WHAT IS EXPECTED:
Reproduce exactly the lines from the one containing "AR overlay engine: identify the man in" through the last line of the data, both ends included.
** EXERCISE DATA follows **
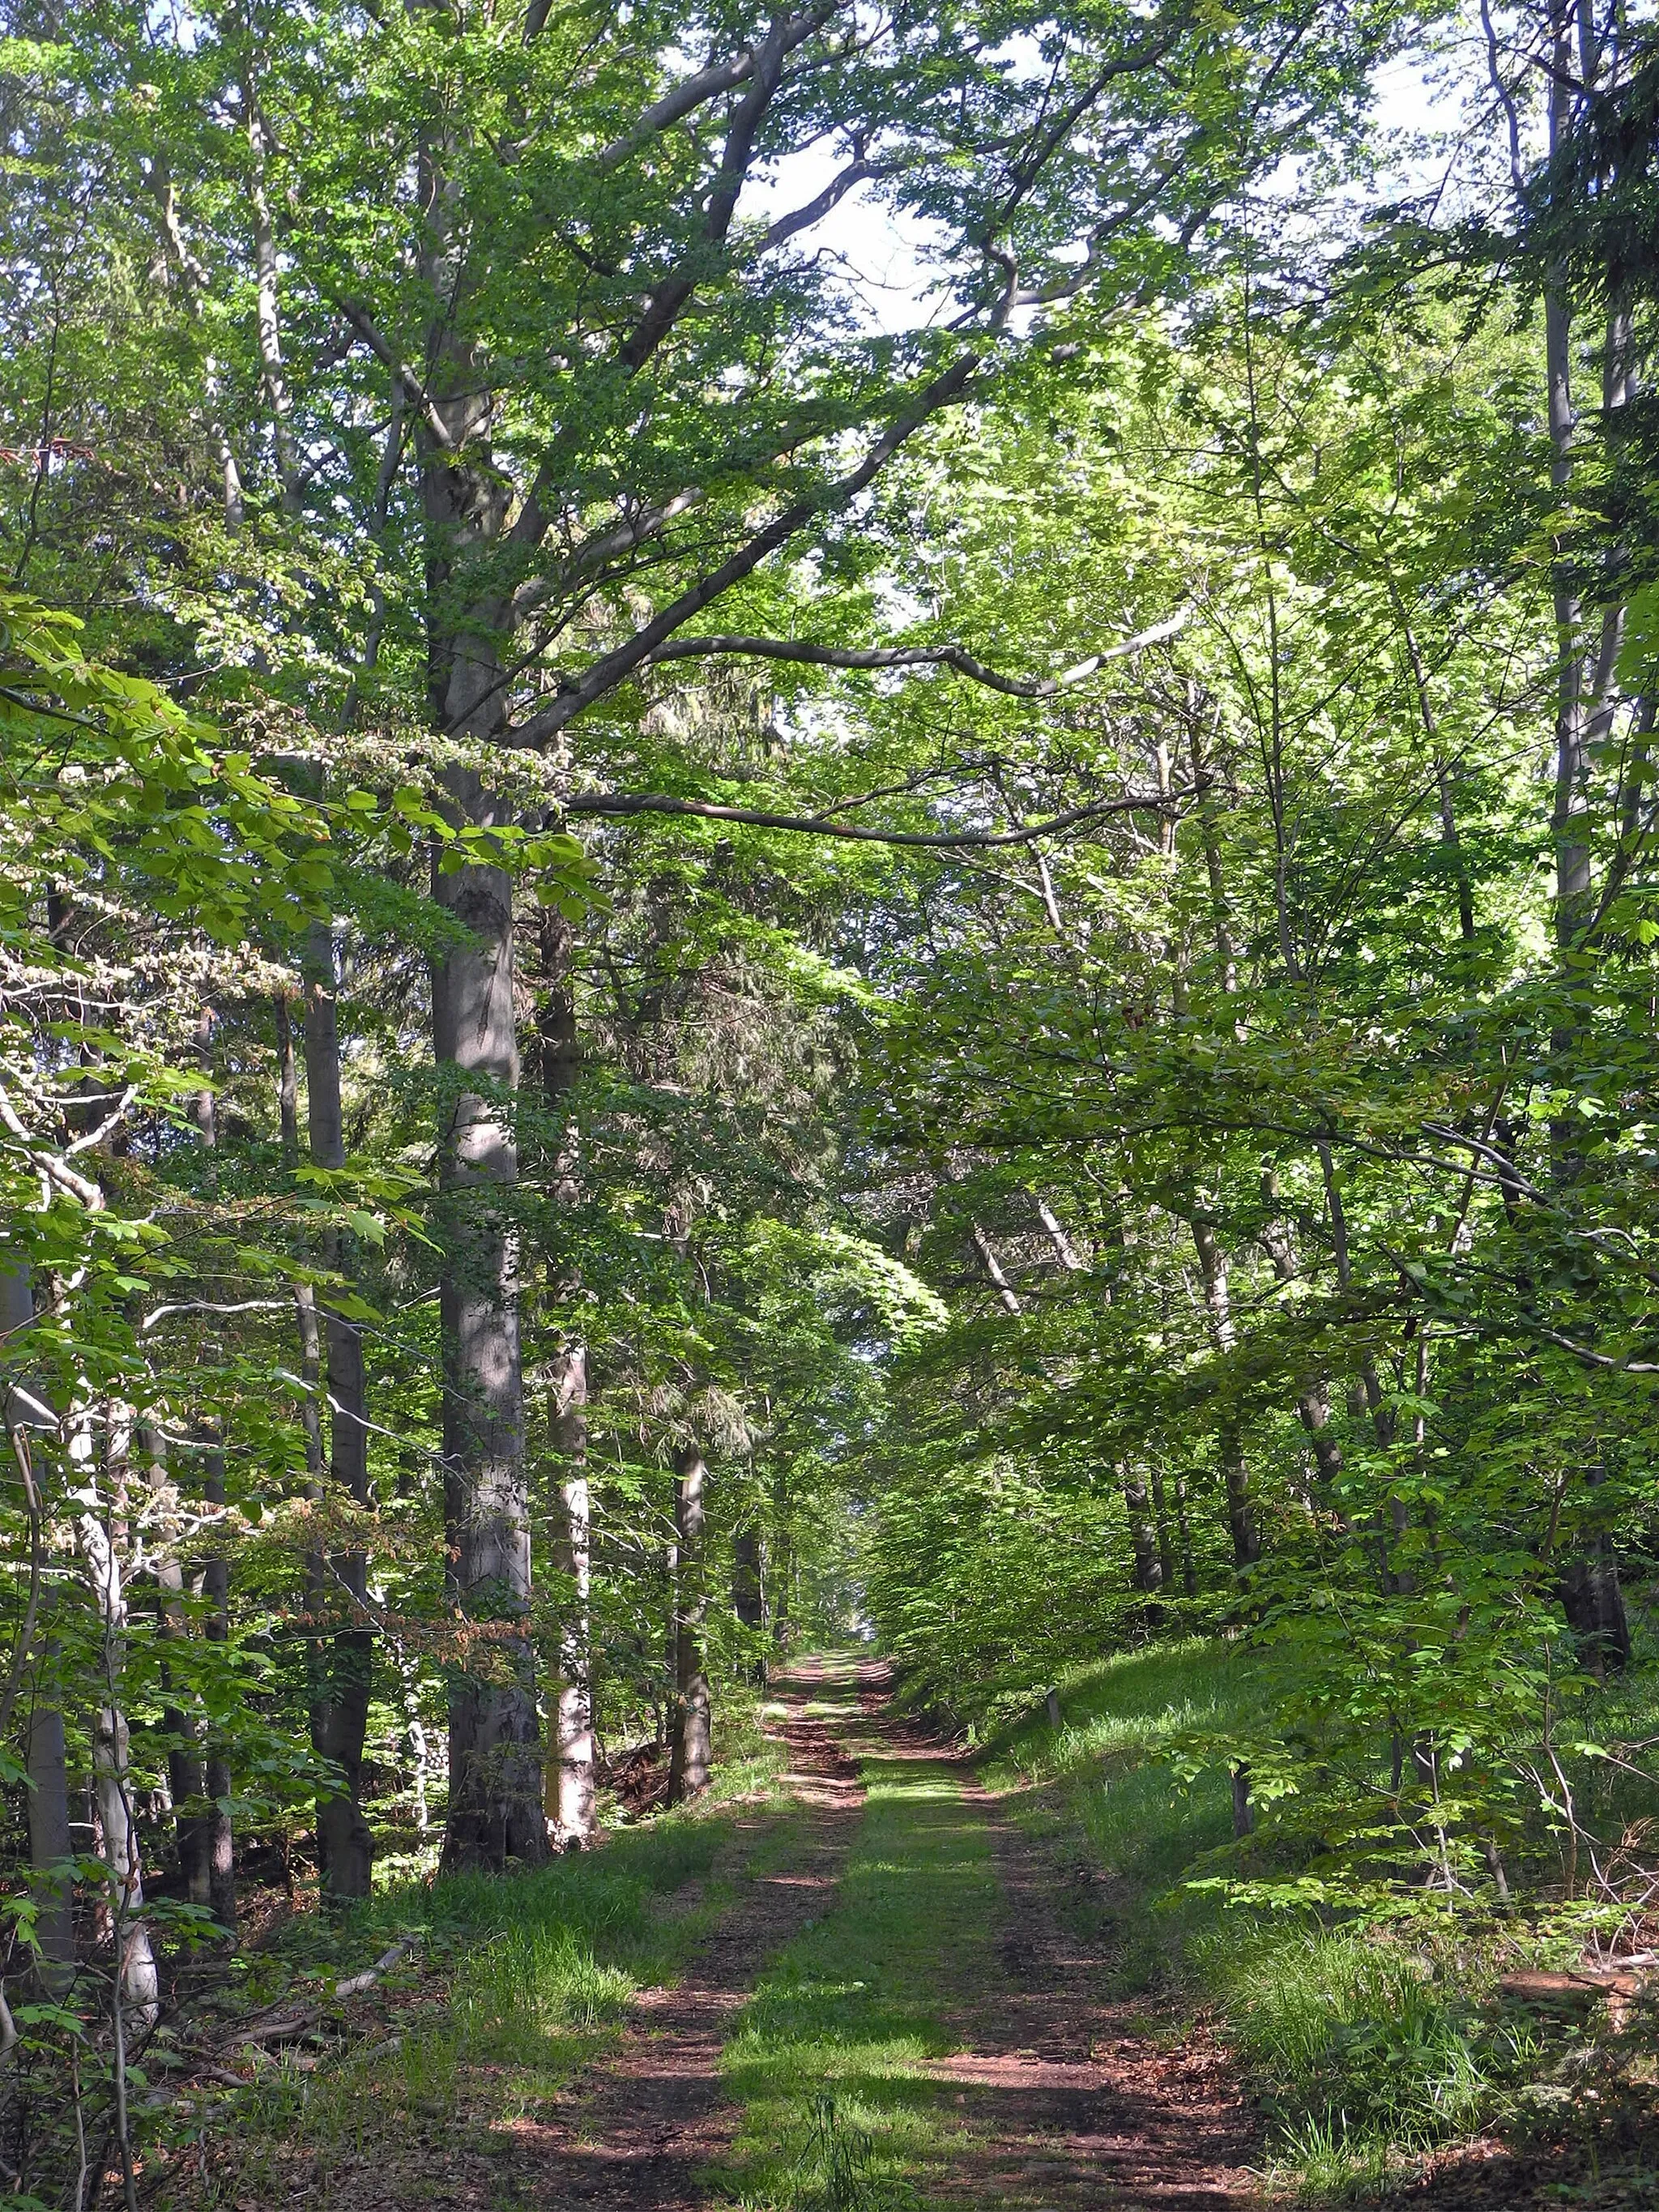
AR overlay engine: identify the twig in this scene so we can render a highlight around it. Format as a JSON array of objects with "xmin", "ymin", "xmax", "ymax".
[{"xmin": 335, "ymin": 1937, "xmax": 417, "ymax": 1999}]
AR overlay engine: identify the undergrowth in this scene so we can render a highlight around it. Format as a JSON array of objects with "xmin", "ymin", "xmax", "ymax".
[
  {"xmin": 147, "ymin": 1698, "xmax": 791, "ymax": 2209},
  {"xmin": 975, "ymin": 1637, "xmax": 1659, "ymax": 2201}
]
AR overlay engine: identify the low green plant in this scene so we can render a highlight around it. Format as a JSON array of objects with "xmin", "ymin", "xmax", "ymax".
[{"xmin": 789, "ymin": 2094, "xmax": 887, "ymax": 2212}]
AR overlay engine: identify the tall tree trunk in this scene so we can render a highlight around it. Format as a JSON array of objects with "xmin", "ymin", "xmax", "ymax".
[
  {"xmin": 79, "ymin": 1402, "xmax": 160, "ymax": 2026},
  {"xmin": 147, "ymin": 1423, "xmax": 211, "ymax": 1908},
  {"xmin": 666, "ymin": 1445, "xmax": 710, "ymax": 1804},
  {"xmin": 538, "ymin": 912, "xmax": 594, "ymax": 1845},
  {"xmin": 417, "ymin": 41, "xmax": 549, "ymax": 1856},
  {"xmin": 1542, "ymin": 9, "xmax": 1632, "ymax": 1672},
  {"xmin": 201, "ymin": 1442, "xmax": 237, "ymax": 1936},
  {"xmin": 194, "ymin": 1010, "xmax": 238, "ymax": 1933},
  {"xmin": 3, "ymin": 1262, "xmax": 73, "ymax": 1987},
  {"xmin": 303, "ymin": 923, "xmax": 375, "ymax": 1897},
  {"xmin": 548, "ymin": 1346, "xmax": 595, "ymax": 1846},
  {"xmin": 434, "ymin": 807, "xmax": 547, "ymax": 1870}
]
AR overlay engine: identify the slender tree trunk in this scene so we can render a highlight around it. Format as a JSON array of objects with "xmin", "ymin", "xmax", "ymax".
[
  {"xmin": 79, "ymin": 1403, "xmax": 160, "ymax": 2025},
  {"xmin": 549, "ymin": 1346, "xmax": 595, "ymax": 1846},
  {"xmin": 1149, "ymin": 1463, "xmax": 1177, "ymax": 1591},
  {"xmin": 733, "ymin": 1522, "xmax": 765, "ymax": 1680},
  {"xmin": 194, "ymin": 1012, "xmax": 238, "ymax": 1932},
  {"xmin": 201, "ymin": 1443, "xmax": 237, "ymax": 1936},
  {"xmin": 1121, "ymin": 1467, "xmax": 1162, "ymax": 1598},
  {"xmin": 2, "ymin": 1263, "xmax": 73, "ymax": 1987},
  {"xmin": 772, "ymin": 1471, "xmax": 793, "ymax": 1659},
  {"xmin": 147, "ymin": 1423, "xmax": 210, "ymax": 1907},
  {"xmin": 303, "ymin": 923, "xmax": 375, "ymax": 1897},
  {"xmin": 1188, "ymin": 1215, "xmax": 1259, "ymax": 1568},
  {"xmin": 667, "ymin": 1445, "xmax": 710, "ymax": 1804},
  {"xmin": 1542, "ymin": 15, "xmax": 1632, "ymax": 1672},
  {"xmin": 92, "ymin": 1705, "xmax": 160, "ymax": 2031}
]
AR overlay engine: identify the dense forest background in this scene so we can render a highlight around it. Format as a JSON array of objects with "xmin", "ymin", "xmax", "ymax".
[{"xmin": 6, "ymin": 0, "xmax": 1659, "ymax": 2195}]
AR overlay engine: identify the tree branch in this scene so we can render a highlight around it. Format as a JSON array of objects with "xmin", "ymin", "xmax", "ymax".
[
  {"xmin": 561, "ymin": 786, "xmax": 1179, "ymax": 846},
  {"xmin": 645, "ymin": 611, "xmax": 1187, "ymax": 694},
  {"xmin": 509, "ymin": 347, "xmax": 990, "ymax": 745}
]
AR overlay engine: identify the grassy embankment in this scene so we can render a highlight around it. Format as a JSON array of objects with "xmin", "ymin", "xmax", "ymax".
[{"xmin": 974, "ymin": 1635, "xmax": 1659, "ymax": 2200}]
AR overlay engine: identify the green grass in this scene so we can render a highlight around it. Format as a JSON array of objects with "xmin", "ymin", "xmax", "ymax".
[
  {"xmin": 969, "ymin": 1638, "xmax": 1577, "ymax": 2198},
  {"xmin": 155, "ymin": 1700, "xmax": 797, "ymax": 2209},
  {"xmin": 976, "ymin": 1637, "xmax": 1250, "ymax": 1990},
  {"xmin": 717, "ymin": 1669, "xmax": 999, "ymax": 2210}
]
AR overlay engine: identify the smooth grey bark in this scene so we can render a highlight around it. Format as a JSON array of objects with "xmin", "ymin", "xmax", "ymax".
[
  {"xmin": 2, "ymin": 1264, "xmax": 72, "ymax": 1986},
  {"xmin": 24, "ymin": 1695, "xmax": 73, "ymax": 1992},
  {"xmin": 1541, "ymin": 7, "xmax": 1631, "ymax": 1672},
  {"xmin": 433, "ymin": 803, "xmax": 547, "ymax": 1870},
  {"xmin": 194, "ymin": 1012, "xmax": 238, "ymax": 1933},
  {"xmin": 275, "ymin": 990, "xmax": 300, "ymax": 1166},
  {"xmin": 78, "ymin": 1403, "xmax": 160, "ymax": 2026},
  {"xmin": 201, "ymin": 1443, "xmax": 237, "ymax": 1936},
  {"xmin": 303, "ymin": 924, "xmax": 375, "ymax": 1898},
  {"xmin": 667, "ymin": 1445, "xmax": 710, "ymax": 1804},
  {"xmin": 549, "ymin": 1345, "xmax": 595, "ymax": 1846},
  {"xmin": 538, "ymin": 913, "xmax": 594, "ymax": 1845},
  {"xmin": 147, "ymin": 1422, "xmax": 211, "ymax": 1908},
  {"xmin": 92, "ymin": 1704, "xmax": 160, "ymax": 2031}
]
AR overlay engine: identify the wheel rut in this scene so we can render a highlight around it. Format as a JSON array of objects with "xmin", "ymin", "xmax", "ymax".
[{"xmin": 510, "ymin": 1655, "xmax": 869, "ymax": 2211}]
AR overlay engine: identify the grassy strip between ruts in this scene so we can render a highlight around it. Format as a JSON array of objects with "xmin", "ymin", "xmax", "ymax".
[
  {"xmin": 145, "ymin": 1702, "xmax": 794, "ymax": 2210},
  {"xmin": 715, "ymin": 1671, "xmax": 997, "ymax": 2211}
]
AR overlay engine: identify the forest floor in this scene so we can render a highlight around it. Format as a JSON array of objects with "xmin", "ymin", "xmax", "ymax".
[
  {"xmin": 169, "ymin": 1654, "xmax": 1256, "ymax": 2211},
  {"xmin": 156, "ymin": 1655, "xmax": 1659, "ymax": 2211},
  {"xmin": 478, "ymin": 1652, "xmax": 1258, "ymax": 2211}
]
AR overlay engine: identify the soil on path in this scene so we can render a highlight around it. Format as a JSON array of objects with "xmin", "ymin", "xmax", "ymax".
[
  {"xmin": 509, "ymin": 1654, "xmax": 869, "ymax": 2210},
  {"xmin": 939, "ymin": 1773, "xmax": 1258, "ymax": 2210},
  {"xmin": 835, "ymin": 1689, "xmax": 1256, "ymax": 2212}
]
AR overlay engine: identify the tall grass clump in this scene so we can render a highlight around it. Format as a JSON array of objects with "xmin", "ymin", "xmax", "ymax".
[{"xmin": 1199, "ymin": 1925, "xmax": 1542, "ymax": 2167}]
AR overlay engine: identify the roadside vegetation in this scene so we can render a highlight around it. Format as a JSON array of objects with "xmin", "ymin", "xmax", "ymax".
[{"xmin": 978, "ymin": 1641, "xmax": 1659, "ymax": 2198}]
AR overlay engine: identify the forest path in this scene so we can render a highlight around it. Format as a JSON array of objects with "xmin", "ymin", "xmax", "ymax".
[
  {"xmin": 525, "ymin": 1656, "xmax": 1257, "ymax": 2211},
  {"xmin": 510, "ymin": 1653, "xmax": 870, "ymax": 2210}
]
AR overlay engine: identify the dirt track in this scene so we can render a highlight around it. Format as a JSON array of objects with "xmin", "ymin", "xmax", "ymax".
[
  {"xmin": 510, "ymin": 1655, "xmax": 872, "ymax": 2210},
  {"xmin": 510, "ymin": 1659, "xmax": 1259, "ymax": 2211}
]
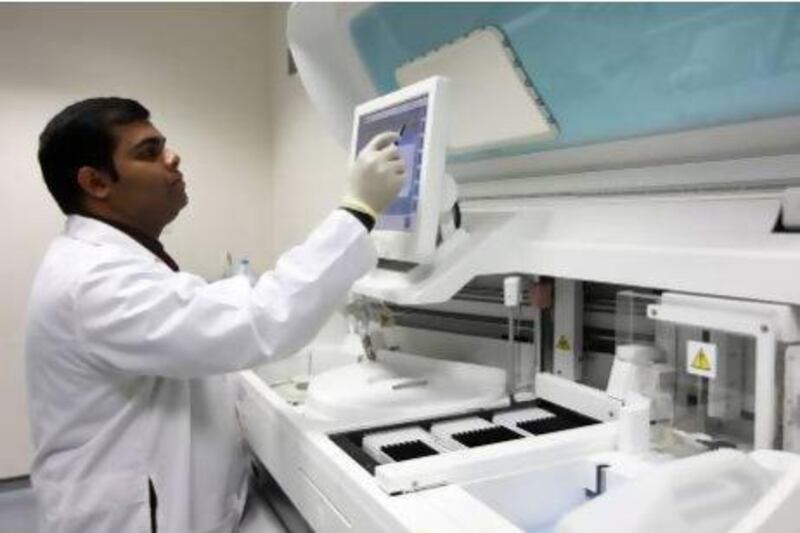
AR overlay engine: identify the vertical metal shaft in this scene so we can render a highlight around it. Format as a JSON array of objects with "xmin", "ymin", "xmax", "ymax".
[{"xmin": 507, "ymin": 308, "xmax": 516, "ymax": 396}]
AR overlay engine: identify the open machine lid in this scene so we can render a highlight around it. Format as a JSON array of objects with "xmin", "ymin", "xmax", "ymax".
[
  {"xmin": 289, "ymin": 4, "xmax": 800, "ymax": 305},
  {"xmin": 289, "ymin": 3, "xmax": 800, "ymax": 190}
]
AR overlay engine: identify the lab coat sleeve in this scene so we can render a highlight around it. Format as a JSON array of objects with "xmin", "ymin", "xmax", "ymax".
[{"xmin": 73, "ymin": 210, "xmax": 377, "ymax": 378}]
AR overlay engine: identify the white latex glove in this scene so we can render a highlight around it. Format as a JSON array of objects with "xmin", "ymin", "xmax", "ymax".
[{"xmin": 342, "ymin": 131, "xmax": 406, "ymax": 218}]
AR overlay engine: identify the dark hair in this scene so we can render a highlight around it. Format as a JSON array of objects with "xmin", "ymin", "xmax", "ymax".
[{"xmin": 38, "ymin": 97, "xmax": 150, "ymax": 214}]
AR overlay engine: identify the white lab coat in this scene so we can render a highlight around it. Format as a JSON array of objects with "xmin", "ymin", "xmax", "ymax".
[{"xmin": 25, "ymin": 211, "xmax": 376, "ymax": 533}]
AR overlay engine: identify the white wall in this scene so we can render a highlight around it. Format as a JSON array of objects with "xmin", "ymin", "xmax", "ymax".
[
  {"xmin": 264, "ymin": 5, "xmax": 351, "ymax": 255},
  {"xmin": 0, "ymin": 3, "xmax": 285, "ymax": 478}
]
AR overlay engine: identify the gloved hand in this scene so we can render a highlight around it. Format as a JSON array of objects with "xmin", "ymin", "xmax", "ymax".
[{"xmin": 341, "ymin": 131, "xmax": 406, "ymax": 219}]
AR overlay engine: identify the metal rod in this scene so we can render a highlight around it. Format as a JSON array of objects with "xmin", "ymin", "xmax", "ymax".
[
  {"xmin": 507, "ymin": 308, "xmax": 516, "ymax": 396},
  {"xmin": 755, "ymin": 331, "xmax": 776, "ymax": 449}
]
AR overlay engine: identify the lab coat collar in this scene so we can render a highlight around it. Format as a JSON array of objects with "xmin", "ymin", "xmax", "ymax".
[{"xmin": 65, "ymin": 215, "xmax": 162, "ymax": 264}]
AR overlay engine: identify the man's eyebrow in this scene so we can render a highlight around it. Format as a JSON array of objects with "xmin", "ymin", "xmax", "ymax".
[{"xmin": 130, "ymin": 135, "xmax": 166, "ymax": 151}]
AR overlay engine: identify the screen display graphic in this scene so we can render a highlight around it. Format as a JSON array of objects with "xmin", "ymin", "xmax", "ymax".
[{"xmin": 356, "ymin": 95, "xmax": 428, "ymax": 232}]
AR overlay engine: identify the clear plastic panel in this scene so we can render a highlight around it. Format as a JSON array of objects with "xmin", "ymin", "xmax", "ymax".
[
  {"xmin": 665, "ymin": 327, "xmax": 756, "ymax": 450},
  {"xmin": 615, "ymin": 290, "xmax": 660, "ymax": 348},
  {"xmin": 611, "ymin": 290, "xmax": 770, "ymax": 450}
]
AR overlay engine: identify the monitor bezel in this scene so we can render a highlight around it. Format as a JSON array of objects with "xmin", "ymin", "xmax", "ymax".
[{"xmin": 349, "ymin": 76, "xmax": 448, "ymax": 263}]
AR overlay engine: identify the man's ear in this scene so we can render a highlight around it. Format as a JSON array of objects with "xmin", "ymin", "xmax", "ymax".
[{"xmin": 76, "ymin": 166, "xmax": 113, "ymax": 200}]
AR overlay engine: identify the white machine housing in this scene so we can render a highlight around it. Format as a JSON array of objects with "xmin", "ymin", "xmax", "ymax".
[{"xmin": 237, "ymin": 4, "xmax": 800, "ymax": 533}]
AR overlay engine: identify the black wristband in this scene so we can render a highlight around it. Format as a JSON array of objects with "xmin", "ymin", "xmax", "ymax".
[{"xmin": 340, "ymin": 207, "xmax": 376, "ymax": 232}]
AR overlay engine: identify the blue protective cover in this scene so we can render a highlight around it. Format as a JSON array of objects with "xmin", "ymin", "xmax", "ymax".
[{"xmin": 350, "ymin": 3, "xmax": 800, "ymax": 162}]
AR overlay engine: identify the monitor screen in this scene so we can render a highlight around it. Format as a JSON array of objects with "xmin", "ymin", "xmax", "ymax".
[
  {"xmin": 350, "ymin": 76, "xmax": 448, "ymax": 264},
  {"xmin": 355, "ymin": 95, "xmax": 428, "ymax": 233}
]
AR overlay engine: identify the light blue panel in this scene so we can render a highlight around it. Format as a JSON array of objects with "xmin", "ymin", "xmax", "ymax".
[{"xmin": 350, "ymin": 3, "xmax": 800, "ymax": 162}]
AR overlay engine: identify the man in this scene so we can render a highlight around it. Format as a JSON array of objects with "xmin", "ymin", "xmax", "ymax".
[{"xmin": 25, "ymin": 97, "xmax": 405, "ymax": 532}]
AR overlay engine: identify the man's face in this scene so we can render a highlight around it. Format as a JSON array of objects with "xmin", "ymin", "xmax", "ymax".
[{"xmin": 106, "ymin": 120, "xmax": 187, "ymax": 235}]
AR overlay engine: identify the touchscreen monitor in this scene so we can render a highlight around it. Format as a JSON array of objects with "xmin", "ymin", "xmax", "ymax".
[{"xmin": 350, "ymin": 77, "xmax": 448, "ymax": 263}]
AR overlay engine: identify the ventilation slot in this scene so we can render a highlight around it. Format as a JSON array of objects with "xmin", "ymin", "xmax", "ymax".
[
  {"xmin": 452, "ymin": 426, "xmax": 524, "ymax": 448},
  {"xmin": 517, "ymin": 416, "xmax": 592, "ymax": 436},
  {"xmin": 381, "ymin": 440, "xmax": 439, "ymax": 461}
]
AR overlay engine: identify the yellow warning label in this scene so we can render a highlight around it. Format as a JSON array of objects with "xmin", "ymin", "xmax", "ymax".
** End of EXERCISE DATA **
ANSWER TO THE EXERCISE:
AR overlay engine: identify the man in this scene so we can render a highlight around it. Format as a JSON array of objects with "xmin", "ymin", "xmax", "ymax".
[{"xmin": 25, "ymin": 97, "xmax": 405, "ymax": 532}]
AR overlay engine: identify the man's face in this scene so we can render a highlight around it. Format as a JSON array of objects with "xmin", "ymin", "xmax", "ymax".
[{"xmin": 106, "ymin": 120, "xmax": 187, "ymax": 235}]
AR overlay engine: identify the touchscreen monitor in this scene so we can render a highlight around it. Format as a JSON array of objects with "xmin", "ymin", "xmax", "ymax".
[{"xmin": 350, "ymin": 77, "xmax": 448, "ymax": 263}]
AR overlay engine: identify the ventilation slot in this scene so we can render a highlight around it. Format as a JSON array of objects with "xmin", "ymin", "xmax", "ymax".
[
  {"xmin": 452, "ymin": 426, "xmax": 524, "ymax": 448},
  {"xmin": 517, "ymin": 416, "xmax": 592, "ymax": 436},
  {"xmin": 381, "ymin": 440, "xmax": 439, "ymax": 461}
]
AR overlay engine: identify the yellow warning label in this scene so we can render a highlight around it. Format as a JSON array of objects with "xmin", "ymin", "xmax", "ymax".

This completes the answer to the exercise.